Your assignment:
Only the lines below between the ones containing "bumper in this photo on that basis." and "mirror in this photo on that basis.", inclusive, are to be reproduced, each exactly as it stands.

(Natural-language object grounding data)
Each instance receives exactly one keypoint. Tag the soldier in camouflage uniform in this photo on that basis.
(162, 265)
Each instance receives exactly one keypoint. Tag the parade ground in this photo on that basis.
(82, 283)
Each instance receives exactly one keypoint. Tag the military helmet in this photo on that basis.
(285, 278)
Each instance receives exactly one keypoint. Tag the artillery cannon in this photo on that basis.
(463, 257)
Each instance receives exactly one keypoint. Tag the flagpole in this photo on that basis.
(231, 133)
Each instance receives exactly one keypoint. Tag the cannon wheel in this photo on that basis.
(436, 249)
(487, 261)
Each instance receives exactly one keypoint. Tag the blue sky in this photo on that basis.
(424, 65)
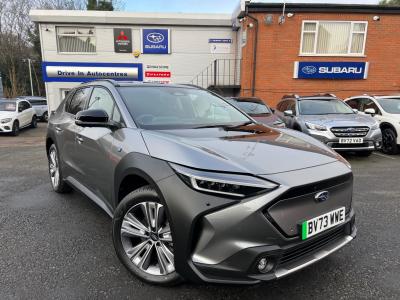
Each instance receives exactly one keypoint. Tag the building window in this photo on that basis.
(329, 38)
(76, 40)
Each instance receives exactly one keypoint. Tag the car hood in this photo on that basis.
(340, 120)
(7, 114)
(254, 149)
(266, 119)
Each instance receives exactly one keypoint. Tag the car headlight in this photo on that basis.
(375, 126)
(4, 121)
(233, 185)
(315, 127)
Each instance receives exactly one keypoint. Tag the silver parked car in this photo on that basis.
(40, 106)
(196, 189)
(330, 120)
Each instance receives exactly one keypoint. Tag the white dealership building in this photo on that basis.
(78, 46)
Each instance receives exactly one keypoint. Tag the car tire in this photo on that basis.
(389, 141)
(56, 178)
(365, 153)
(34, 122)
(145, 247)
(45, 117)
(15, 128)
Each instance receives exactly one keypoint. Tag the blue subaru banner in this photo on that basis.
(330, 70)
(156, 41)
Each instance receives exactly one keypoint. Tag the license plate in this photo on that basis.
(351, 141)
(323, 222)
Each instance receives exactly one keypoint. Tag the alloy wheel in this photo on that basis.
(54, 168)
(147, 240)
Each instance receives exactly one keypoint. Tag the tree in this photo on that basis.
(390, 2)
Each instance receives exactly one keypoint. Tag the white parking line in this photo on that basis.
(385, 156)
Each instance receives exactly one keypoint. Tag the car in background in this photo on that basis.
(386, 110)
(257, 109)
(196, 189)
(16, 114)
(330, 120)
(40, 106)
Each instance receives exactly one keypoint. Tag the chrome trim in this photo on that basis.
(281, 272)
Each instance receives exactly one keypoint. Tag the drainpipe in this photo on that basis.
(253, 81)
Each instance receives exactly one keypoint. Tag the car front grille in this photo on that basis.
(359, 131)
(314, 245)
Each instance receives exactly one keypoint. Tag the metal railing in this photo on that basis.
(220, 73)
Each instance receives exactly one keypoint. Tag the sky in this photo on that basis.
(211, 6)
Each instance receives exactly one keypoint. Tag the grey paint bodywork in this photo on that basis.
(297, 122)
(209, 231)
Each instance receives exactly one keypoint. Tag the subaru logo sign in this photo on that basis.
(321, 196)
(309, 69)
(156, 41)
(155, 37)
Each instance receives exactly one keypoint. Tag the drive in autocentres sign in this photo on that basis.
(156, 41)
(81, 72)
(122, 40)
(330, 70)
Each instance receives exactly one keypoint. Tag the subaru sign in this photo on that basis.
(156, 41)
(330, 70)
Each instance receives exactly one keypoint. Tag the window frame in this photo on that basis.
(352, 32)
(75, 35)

---

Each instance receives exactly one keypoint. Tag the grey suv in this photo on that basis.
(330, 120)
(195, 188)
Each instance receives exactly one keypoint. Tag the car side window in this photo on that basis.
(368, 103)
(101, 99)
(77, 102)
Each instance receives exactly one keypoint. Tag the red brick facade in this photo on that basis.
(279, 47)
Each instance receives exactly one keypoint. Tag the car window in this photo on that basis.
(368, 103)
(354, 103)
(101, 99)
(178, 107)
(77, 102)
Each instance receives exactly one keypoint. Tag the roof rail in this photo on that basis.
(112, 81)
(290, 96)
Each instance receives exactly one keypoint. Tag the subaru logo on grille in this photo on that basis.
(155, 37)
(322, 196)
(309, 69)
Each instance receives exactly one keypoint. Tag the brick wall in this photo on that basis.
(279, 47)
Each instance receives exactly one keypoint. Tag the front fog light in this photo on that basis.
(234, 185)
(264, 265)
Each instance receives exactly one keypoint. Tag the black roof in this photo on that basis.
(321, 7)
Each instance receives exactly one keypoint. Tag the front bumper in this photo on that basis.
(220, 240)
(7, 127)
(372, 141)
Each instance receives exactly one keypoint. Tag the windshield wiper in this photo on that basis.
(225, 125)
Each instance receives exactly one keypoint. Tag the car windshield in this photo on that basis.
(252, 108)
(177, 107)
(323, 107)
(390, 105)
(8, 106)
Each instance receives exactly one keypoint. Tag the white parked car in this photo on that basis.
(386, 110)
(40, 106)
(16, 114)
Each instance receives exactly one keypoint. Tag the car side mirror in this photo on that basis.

---

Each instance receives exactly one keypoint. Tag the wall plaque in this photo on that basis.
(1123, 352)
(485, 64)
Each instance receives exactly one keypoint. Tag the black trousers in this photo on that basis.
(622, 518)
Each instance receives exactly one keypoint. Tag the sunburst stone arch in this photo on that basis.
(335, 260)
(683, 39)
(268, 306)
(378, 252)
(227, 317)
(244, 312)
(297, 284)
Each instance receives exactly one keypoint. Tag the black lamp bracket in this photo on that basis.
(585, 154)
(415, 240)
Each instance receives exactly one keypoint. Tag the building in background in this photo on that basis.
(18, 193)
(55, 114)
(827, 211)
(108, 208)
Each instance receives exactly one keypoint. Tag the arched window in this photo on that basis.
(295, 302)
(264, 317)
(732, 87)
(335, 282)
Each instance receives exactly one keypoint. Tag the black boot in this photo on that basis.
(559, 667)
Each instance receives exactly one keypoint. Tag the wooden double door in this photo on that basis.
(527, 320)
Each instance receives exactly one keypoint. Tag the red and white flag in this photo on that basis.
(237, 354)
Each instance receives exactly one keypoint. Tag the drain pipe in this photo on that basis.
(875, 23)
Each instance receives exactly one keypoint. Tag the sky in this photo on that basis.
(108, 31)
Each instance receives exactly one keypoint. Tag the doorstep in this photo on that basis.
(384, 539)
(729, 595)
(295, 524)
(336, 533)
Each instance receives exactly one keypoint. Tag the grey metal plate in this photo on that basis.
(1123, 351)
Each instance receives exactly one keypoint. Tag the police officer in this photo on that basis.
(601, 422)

Answer to this problem:
Each instance receives exactly one keypoint. Tag the front bumper in this photo on that basis.
(220, 240)
(7, 127)
(372, 141)
Each instance receives exactly one keypoint. Tag the windshield wiper in this photo on that basis.
(225, 125)
Each instance receives exactly one keypoint. Tag the car windshield in this photo on that basis.
(252, 108)
(177, 107)
(323, 107)
(390, 105)
(8, 106)
Each instance receives exactly one keypoint. Tag the white parked car in this photo on that basis.
(386, 110)
(40, 106)
(16, 114)
Each instance receives exactly one keypoint. Tag the car side mirror in this photo on that basis.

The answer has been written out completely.